**Aim of the exercise:**
In the data below, which lines hold "orange"? Copy every one.

**Data entries:**
————————
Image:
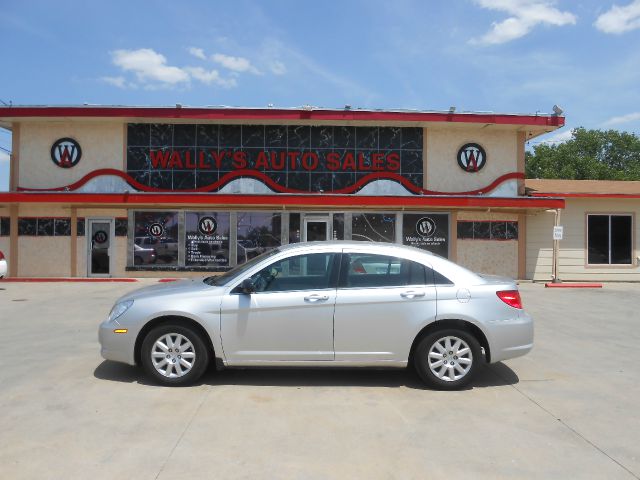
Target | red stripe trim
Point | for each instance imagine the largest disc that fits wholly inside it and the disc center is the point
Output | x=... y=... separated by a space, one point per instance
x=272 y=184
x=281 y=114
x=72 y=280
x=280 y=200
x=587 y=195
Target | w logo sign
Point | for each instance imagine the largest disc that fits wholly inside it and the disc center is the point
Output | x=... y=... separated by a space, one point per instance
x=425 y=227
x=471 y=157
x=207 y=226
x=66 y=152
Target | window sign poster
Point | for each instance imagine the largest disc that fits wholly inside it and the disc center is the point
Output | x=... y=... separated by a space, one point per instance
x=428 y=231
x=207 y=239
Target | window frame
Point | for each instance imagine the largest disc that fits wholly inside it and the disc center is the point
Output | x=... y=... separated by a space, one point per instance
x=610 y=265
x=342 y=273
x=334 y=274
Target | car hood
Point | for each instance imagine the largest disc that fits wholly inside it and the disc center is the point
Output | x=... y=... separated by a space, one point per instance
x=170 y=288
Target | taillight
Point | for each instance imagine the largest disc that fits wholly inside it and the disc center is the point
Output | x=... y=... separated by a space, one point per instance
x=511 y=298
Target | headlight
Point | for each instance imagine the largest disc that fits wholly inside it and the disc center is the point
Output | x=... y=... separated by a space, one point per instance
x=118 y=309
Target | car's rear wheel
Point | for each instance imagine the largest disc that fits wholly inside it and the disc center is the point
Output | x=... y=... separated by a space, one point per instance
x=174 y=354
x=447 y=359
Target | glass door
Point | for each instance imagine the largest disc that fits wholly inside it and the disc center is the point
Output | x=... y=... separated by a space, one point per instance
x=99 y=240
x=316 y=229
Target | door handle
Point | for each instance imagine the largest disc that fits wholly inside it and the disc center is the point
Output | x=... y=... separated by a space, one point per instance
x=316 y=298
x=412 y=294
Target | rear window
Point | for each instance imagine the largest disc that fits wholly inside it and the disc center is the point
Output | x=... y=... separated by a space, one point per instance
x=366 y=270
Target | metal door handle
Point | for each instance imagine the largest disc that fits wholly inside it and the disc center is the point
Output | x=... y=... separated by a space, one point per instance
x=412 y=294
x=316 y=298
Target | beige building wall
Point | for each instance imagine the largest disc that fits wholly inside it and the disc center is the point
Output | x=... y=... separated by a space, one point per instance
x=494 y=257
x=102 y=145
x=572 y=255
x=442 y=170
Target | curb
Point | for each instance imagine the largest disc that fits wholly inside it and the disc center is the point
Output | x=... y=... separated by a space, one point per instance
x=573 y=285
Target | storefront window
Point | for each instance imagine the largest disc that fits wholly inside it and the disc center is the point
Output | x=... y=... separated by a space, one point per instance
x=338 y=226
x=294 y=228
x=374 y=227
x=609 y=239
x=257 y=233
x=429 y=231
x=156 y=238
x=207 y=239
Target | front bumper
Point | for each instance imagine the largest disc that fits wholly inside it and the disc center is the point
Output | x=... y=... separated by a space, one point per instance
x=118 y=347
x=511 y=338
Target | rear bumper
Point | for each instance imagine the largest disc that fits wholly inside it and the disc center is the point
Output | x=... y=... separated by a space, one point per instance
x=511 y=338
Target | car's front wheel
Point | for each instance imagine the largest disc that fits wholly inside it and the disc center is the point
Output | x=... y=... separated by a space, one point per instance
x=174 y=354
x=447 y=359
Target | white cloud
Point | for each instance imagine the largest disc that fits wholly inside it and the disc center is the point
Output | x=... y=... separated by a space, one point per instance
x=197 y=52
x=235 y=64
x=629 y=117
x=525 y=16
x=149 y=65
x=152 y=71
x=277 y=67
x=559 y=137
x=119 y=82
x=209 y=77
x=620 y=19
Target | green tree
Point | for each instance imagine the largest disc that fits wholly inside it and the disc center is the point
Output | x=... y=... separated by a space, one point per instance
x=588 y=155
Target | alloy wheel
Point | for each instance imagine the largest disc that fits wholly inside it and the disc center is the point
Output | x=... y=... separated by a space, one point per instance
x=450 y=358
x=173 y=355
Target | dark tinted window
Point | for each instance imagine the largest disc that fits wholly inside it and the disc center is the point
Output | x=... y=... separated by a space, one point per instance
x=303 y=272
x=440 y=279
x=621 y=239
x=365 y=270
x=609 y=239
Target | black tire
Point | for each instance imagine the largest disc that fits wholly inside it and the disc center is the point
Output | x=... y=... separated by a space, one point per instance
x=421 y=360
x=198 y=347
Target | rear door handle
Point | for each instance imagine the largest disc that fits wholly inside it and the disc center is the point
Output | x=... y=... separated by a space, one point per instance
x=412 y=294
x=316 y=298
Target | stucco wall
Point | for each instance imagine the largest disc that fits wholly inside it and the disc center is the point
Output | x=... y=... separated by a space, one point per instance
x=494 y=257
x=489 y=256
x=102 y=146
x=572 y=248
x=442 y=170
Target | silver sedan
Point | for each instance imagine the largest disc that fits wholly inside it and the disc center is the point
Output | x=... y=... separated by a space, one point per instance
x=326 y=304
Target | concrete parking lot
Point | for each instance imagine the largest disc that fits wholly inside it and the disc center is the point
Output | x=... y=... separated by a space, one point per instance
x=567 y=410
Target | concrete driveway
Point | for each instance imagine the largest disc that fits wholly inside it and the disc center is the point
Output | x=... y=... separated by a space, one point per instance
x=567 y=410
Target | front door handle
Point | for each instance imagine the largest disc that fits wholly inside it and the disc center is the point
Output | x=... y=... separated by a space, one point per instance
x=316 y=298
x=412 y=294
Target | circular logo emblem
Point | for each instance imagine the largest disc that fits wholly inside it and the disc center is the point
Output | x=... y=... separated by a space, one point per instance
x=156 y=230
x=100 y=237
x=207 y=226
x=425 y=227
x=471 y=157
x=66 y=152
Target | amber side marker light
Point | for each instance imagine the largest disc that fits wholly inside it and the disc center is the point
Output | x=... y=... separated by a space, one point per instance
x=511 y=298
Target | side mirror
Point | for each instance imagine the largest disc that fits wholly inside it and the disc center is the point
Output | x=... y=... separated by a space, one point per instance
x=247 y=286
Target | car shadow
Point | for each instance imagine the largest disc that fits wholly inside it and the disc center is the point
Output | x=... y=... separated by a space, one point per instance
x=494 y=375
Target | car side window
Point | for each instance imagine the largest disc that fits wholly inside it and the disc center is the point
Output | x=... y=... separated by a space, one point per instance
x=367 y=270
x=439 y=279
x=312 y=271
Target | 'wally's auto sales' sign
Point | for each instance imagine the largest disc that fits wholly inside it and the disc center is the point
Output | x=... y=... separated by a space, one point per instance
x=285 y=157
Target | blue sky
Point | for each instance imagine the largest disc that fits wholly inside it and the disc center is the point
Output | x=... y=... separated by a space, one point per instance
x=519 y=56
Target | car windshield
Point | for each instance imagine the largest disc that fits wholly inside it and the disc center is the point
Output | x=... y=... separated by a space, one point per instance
————————
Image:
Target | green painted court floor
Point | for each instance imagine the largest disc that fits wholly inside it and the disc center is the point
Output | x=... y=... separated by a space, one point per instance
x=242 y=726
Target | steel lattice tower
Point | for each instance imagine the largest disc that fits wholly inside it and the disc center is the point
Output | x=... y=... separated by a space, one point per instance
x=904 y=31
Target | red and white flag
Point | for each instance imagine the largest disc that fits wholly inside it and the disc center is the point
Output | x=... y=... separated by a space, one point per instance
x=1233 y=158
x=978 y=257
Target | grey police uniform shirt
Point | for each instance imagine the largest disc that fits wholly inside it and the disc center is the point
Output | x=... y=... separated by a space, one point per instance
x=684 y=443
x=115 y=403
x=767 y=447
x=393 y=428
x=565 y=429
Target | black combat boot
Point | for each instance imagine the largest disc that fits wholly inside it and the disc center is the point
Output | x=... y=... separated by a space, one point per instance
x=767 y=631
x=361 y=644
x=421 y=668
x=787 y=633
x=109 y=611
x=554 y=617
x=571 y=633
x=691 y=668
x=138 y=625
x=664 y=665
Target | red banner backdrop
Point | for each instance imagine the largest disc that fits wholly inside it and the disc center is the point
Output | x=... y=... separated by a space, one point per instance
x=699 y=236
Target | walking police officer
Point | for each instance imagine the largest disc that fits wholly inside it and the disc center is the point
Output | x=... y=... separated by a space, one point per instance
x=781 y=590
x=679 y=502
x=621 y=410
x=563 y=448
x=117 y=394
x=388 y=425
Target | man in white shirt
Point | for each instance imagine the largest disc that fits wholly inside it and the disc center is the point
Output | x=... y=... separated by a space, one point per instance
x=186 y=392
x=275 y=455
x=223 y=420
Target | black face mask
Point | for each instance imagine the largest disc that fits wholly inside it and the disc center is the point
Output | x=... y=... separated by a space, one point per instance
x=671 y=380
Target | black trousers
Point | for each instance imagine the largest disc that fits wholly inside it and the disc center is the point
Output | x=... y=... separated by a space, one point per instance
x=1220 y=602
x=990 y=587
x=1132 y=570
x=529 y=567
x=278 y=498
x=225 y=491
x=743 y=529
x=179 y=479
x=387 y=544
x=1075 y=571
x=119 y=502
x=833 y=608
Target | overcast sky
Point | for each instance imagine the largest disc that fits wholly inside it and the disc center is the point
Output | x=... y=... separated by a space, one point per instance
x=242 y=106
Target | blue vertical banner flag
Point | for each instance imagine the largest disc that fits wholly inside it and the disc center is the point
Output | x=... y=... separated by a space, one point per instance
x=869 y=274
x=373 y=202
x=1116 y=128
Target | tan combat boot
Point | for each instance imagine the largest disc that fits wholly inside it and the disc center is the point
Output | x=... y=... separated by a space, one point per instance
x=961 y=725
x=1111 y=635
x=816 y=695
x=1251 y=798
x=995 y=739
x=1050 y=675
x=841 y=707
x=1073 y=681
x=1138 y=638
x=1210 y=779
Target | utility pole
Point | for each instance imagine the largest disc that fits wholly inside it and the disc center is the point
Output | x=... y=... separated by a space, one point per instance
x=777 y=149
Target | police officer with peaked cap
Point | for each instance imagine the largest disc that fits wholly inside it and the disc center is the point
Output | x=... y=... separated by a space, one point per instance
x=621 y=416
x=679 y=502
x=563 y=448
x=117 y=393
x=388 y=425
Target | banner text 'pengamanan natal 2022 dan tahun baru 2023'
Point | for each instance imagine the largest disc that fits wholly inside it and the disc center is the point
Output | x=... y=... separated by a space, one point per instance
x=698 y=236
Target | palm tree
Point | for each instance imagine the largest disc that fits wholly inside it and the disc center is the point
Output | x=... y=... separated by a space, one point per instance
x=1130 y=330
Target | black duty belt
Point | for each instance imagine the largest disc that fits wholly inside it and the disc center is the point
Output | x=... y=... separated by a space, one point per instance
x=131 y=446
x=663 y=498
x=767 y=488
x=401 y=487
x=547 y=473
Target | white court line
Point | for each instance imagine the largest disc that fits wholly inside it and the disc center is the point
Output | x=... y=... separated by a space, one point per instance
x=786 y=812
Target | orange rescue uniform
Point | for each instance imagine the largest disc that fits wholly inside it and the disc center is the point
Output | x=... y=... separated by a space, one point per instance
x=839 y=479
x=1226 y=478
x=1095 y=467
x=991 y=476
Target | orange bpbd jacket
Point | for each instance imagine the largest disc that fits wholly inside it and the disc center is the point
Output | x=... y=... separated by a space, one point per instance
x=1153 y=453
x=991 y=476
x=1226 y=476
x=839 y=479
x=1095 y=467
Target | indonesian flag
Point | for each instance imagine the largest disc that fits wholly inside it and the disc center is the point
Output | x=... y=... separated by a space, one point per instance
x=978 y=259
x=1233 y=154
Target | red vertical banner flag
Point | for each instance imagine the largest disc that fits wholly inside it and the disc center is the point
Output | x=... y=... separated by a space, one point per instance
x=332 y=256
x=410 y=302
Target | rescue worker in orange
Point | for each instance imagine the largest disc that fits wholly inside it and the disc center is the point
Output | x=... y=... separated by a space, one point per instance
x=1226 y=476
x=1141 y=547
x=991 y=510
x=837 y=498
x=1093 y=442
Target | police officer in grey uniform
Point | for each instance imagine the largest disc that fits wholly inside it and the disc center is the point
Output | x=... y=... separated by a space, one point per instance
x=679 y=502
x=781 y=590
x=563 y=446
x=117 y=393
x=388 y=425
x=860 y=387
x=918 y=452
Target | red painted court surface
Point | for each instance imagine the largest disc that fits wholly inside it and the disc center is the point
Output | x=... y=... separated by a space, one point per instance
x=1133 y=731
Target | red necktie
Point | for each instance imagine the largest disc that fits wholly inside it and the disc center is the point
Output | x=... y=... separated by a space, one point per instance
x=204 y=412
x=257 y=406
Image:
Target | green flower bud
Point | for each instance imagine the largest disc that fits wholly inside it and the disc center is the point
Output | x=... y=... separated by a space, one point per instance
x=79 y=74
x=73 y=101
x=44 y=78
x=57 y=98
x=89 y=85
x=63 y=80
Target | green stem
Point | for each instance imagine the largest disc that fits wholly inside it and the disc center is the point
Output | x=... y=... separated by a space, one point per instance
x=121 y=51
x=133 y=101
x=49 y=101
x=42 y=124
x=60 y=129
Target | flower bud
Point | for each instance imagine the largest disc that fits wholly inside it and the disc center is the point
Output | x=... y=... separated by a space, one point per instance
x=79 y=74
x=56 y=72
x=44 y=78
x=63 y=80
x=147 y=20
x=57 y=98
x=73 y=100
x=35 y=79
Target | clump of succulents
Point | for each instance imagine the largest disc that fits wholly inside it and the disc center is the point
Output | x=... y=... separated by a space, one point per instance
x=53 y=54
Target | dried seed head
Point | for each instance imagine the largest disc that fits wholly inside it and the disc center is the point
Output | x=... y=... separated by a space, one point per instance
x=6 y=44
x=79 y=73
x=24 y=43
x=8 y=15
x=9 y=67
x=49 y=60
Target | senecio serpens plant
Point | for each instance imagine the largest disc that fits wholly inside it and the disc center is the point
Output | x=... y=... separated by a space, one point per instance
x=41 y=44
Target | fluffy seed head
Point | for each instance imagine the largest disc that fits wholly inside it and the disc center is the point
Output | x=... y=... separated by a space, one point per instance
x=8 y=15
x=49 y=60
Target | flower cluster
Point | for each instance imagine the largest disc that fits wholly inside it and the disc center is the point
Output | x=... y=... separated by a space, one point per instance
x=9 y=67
————————
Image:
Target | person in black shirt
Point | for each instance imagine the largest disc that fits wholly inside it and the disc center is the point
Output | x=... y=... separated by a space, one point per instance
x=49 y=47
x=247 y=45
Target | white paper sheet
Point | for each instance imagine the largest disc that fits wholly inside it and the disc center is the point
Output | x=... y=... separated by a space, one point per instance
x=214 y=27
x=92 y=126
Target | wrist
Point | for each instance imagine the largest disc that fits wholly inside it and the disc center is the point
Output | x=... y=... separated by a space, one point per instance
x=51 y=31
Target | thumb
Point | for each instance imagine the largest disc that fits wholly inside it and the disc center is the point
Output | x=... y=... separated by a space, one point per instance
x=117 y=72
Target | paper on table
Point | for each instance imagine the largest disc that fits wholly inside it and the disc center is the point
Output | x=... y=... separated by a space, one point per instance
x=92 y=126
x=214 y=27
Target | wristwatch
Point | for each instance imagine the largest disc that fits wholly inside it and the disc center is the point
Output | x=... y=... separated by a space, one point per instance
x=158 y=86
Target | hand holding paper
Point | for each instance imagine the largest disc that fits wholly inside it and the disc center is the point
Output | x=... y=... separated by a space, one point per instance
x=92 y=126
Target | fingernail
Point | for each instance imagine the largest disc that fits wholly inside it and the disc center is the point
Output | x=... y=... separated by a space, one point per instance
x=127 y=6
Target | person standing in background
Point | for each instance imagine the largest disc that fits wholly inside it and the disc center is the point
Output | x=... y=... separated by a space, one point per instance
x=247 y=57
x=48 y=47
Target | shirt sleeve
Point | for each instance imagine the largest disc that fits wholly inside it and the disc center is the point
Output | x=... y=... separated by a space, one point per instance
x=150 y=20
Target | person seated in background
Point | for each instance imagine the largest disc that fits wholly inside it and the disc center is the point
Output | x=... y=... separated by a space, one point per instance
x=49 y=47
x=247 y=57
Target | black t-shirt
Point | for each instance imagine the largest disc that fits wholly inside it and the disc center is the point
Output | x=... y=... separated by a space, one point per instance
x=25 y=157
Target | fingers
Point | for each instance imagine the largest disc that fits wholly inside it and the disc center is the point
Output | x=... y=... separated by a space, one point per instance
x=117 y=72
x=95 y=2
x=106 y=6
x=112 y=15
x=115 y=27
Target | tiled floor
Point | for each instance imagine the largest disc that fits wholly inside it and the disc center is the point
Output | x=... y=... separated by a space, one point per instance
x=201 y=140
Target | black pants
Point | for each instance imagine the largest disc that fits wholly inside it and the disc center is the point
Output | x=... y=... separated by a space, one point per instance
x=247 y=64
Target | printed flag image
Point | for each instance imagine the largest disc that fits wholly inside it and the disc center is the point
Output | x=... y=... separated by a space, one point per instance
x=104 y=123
————————
**Task response:**
Target | orange rescue uniform
Target | orange bpbd jacket
Target | rescue worker in orange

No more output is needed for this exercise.